[TASK MATERIAL]
* * *
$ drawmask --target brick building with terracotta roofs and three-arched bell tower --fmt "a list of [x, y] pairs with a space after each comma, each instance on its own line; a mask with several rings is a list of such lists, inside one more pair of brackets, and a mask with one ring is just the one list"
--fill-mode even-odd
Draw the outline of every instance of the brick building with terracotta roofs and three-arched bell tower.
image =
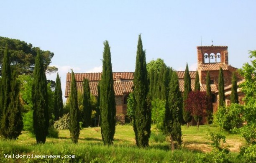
* * *
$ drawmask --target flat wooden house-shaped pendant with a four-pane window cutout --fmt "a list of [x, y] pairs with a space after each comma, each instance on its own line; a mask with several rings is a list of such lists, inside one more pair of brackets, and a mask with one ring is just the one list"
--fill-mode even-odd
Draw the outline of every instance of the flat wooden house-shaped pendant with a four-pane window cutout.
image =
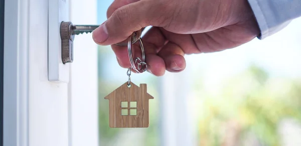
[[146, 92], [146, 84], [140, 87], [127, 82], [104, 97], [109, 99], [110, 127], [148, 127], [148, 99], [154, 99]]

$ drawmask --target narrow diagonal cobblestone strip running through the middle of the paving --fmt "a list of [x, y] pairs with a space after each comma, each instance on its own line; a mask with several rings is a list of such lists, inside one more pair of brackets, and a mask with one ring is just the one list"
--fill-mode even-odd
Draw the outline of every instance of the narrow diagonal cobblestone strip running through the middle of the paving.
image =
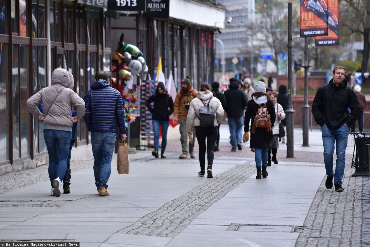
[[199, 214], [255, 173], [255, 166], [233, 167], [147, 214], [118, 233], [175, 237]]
* * *
[TASK]
Scan the preceding listing for the string "cutout" and copy every line where it occurs.

[SOLUTION TO THIS PROBLEM]
$ drawmask --target flat wooden house-shaped pendant with a four-pane window cutout --fmt "a list of [x, y] pairs with a space after each comma, each instance on its own line; a mask with several rings is a list of such lists, inside one more pair of brackets, and a mask with one ring is just the one list"
Draw the outline of every instance of the flat wooden house-shaped pendant with a four-pane window cutout.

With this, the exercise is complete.